(Extracted records):

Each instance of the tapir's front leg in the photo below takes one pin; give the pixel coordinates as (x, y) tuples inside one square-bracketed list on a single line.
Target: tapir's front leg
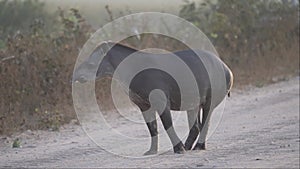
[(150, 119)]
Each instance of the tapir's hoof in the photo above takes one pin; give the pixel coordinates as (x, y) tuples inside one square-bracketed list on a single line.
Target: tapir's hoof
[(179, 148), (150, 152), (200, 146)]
--
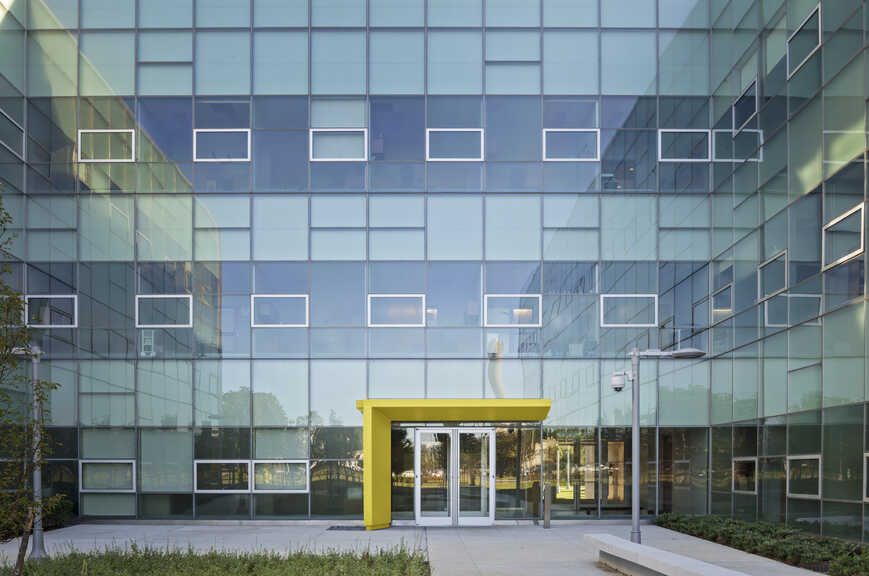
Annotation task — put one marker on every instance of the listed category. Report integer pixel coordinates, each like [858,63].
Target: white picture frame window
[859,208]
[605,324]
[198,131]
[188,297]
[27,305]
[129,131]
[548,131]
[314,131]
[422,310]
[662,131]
---
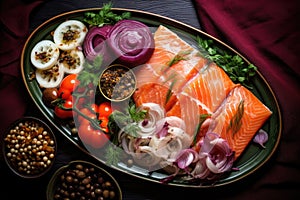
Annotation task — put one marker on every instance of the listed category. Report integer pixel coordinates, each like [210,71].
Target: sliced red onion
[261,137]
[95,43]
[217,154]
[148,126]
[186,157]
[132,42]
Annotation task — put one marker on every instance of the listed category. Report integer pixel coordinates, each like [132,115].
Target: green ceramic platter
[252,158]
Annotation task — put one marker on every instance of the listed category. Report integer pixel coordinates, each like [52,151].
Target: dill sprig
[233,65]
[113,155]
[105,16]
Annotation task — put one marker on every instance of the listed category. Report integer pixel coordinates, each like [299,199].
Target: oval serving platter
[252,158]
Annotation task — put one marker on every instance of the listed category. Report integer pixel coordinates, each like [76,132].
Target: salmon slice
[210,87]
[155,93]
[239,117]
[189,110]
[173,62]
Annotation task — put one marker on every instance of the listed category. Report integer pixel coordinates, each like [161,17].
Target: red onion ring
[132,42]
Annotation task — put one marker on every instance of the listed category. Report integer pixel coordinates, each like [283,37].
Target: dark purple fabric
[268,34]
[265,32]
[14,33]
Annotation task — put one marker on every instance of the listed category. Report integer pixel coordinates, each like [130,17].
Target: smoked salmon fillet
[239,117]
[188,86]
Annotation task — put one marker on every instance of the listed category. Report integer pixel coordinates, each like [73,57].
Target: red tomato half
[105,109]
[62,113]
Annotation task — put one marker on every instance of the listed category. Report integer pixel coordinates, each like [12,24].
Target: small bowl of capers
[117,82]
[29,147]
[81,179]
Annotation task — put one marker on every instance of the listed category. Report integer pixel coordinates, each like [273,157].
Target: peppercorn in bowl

(Your objective): Starting at the line in the records that contains "Each instance of the tapir's front" and ending at the line that contains "[(150, 119)]", render those lines as a JSON list of strings, one string per line. Omit blank lines and leave the pictures out.

(Answer):
[
  "Each instance of the tapir's front leg in the photo below takes one pin; give the pixel coordinates as (x, y) tuples inside one square-bracketed list on a single line.",
  "Target: tapir's front leg",
  "[(150, 119)]"
]